#### FRAGMENTO DEL TEXTO:
- - -
Pertenezco a una generación de hinchas que no vivió el zenit de su carrera deportiva; aquellos tiempos dorados en los que Maradona fue una eficiente fábrica de felicidad con la camiseta de la selección argentina. Cumplí los 18 años -la edad que entonces habilitaba a votar, a manejar un auto, a comprar cervezas en el almacén y a alquilar una película porno en un videoclub- el 10 de noviembre de 2001, el mismo día que Diego jugaba su partido homenaje en La Bombonera y decía aquello de que la pelota no se mancha. Aunque el anacrónico mito machista en el que fui educado asegura que los hombres no lloran, el día que ingresé oficialmente a la adultez lloré frente al televisor tanto como me dieron las lágrimas. Ahora, cada vez que vuelvo a ver el video de ese discurso de despedida, como en una especie de reflejo pavloviano, el llanto aflora de nuevo.
- - -
#### MATERIAL ENTREGADO:
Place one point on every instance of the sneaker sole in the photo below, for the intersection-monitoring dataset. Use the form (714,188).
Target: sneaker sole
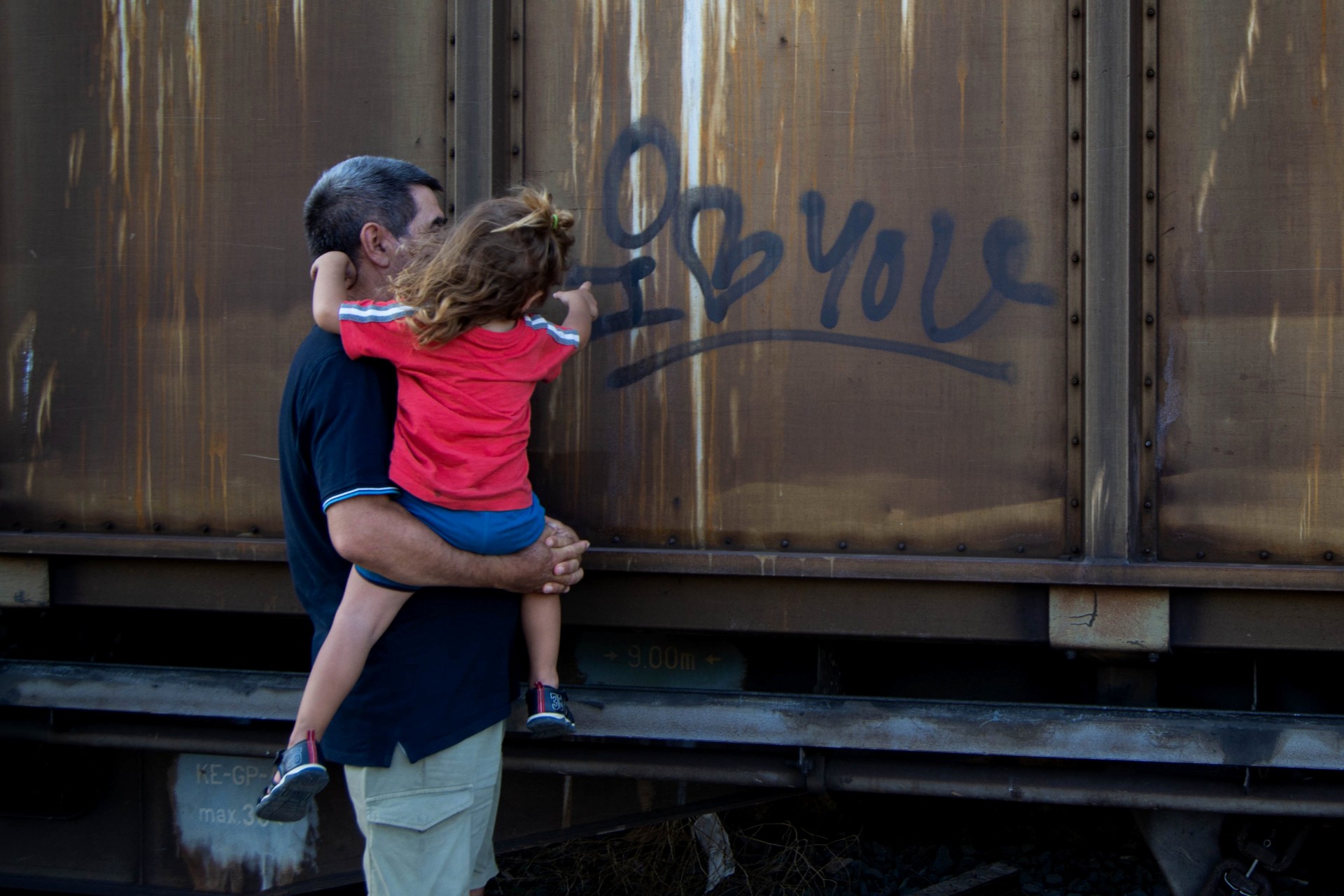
(290,798)
(549,724)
- - -
Continúa el relato de más arriba sobre Maradona y su partido de despedida en La Bombonera a partir de la última oración.

En la mitología personal, mi amor por Maradona comienza a los siete años con una imagen que es la imagen de una derrota: Diego con la camiseta azul de la selección empapada de sudor y el rostro bañado de lágrimas tras la final con Alemania en Italia 90. De ese mundial no recuerdo su gambeta milagrosa para el gol de Caniggia contra Brasil, ni los penales atajados por Goyco, ni el tobillo hinchado que luego se convertiría en un símbolo de la entrega maradoniana. Nada de eso, apenas la imagen de ese hombre aplastado por todo el peso de su tristeza. Amé a ese Diego estoico, sufrido, frágil. No porque entonces lo creyera el mejor futbolista de todos los tiempos, ni el más habilidoso, ni el gran capitán de la selección. Sólo vi a un tipo enamorado de una causa ya perdida. Y yo me enamoré de él; perdidamente. Al Diego barrilete cósmico de los goles a los ingleses, al redentor del sur pobre de Italia, al campeón con Boca, al que brilló en Argentinos Juniors; lo conocería algunos años después. En aquella final contra Alemania comenzó mi idilio por un jugador al que desde entonces sólo vería perder.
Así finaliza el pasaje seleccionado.